### Referring expression pointing data
BEGIN

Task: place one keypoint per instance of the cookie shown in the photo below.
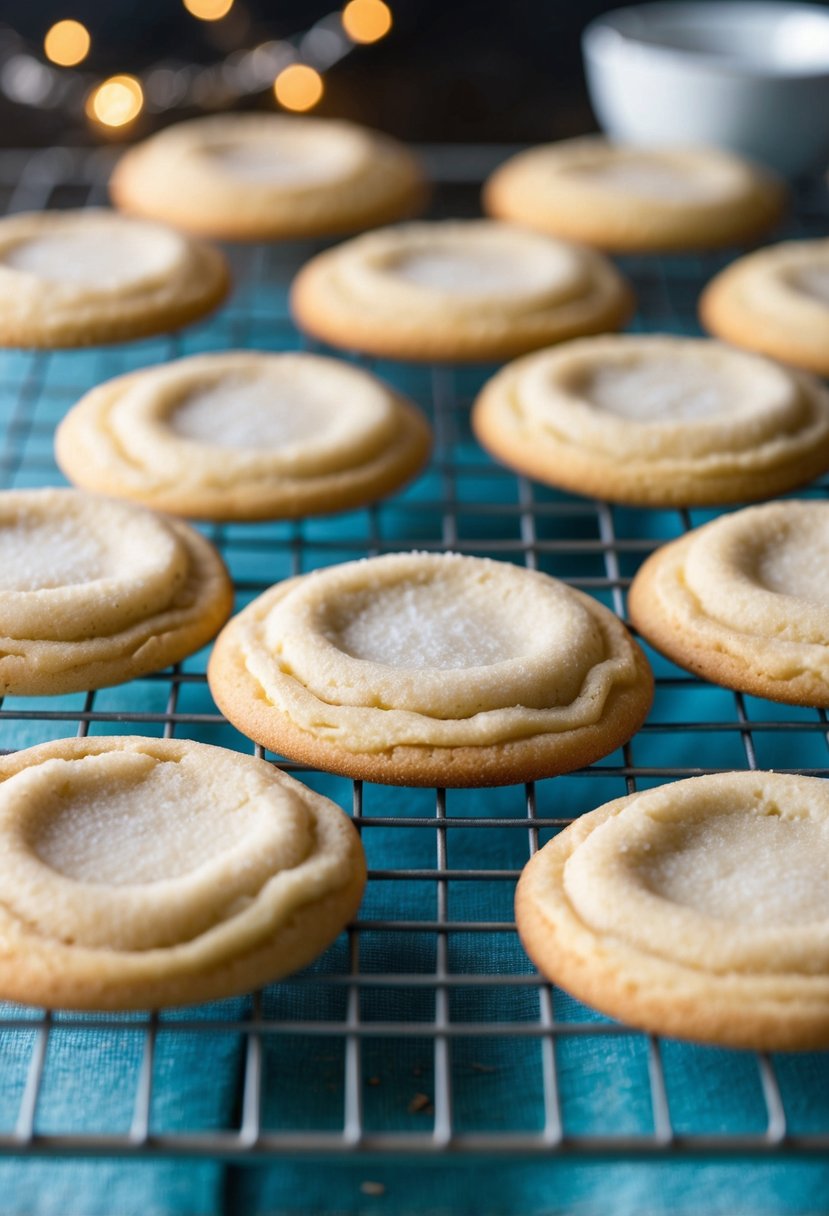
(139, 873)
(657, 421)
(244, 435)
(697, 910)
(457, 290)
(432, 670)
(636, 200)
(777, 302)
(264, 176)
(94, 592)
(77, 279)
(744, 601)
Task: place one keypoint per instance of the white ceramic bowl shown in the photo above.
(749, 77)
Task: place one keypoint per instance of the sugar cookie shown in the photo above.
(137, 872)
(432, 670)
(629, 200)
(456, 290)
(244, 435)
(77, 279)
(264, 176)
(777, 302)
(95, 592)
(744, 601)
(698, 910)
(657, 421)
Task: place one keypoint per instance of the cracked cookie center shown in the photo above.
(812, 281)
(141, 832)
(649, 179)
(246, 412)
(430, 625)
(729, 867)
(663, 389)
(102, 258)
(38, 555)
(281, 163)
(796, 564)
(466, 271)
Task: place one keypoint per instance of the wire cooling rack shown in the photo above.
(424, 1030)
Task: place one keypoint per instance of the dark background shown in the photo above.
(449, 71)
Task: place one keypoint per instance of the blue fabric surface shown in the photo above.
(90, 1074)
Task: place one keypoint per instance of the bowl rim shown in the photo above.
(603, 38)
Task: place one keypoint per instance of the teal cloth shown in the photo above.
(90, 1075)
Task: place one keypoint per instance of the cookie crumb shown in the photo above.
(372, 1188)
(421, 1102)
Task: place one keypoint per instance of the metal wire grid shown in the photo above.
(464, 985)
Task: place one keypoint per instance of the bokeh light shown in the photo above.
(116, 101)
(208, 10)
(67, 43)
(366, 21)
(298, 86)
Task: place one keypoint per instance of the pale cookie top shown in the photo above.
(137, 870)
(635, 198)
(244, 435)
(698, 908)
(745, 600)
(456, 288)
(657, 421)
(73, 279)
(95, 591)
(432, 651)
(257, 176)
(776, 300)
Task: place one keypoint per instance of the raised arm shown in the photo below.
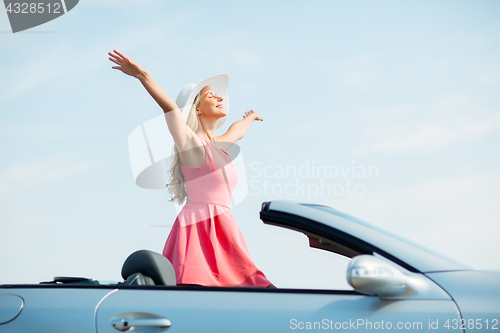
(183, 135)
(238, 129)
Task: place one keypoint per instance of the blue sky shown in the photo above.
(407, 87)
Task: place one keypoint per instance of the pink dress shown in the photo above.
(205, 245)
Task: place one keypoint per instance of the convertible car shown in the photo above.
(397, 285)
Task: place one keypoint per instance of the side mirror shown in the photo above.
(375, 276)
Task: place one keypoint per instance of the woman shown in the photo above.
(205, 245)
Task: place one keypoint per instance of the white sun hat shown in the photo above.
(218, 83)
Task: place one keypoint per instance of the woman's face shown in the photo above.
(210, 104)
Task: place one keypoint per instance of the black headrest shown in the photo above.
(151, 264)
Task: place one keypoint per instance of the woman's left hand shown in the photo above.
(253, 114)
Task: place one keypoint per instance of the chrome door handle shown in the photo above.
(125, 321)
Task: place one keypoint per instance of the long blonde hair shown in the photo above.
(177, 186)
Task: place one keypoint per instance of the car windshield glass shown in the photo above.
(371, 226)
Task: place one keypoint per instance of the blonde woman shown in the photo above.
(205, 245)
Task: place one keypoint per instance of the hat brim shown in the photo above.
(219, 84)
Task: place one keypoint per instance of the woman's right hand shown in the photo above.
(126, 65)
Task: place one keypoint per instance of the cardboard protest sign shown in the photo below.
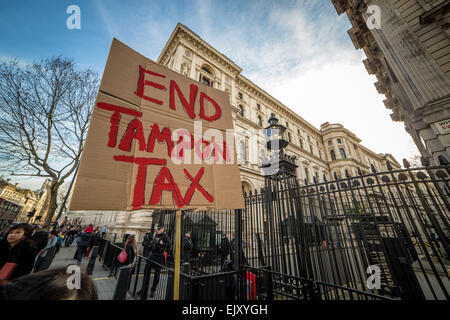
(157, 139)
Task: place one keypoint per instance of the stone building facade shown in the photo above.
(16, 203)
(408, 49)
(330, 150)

END
BEGIN

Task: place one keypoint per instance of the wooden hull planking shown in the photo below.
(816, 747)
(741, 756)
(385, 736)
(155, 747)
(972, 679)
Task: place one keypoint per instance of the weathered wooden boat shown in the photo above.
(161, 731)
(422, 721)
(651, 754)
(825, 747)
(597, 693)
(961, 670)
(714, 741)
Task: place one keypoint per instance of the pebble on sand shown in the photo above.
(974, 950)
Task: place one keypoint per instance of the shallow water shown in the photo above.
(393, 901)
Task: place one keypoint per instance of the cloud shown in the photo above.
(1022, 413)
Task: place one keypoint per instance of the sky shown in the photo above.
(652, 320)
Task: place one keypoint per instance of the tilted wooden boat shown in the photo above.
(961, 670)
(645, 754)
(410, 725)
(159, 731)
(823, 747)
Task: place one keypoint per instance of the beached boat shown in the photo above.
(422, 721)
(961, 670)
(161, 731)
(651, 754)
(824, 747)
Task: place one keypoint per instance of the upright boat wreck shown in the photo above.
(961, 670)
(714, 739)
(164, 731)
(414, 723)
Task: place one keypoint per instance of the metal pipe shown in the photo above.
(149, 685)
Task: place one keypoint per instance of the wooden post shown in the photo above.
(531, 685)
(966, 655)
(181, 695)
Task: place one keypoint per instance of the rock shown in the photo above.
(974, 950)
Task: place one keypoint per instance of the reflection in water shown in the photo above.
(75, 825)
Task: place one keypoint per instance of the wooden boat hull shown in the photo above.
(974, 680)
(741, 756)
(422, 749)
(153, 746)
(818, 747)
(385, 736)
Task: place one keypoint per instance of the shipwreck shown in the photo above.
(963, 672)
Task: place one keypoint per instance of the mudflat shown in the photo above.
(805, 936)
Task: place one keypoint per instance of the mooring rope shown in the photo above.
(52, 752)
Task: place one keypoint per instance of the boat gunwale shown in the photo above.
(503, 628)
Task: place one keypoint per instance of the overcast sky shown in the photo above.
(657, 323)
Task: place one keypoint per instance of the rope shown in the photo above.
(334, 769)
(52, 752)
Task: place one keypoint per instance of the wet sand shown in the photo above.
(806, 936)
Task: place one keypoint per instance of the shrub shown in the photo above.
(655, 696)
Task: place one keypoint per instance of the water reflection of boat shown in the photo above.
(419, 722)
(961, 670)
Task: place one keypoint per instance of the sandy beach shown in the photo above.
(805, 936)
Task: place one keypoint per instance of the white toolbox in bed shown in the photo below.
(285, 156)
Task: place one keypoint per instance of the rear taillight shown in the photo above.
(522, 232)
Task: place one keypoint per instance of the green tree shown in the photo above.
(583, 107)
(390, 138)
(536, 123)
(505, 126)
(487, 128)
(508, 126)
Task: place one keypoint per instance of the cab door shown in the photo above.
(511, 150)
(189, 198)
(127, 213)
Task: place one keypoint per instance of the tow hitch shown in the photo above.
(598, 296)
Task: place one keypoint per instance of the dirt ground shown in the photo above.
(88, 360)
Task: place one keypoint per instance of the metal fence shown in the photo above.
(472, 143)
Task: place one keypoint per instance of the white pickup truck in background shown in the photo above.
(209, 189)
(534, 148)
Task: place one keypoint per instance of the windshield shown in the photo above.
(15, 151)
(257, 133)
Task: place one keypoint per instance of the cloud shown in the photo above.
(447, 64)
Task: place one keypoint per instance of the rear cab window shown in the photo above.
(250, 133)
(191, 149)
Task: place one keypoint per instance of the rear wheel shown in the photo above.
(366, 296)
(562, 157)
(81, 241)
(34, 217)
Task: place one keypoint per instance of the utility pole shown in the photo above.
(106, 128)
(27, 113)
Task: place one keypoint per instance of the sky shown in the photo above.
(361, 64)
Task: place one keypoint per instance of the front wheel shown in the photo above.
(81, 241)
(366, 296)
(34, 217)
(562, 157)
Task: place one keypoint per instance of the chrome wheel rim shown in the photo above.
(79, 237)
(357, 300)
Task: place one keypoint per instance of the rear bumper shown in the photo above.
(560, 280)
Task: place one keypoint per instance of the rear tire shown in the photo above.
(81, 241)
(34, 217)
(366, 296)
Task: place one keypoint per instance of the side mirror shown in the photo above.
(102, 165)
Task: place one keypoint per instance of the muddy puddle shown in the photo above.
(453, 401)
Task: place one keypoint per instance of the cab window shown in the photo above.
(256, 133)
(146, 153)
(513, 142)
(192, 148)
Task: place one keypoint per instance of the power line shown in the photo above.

END
BEGIN

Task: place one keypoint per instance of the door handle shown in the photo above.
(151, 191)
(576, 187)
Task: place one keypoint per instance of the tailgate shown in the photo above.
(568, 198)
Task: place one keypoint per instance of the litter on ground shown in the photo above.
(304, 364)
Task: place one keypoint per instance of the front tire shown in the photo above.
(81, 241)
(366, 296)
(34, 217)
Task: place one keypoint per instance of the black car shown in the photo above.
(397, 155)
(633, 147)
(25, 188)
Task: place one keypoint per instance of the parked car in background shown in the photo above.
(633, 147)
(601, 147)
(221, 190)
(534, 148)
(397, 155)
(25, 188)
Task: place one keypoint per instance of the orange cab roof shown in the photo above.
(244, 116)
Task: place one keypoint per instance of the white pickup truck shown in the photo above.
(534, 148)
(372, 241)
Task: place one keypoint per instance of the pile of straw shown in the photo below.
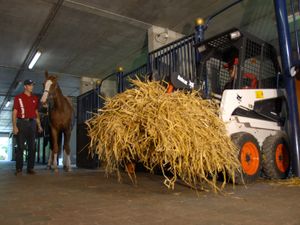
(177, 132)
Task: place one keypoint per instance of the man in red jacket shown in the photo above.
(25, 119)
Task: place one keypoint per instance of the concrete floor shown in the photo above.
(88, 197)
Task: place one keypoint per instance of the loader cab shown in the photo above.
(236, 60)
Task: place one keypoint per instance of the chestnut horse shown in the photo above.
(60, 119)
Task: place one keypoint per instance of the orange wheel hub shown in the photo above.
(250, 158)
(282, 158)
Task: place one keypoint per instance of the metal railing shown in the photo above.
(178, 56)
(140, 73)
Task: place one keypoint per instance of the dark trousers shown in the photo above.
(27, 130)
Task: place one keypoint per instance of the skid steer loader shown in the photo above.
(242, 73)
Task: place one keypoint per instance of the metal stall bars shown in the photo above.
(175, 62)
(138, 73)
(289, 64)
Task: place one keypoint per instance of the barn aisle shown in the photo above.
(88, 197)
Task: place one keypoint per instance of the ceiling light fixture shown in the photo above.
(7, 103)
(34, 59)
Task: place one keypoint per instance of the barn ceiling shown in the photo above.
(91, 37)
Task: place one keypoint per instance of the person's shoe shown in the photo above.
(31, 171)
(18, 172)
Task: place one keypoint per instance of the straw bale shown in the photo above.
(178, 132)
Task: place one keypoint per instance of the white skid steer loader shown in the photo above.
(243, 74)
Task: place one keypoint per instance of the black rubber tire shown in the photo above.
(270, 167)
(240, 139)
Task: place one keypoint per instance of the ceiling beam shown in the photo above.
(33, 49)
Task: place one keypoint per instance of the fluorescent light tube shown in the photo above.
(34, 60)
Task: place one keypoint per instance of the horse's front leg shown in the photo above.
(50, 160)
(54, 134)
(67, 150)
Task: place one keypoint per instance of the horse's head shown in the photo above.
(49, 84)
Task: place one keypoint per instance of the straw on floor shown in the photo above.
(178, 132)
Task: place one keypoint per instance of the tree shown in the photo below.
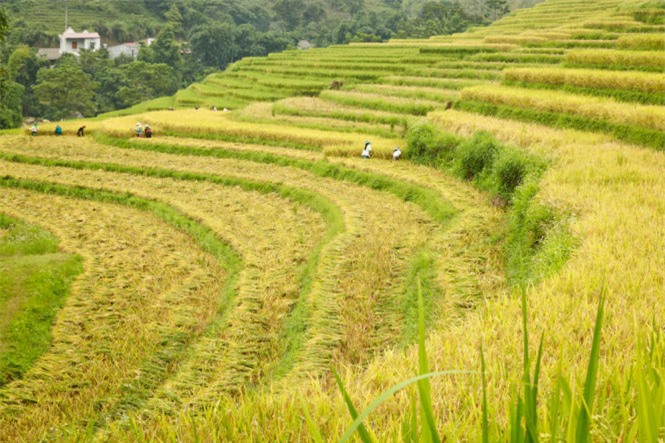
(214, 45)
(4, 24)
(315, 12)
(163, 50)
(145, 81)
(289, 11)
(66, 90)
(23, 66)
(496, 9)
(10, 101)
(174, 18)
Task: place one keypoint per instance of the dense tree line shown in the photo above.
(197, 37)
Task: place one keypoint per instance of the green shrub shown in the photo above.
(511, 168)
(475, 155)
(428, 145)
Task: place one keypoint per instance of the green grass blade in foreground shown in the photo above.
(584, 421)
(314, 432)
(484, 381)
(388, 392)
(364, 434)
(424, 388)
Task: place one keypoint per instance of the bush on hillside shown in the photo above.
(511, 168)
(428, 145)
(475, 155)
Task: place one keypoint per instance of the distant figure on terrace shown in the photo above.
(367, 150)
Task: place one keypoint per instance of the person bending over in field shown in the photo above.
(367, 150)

END

### Task brief
In the entries above, please find the line with "Task: place one keypoint per instance of the cab window" and the line with "Task: place one keypoint per instance of the power", then write out exactly those two lines and every line between them, and nothing more.

### Worked solution
Task: place one keypoint per instance of the cab window shown in the photo above.
(256, 133)
(146, 153)
(513, 142)
(192, 148)
Task: place one keypoint per instance of the power line shown in the photo above.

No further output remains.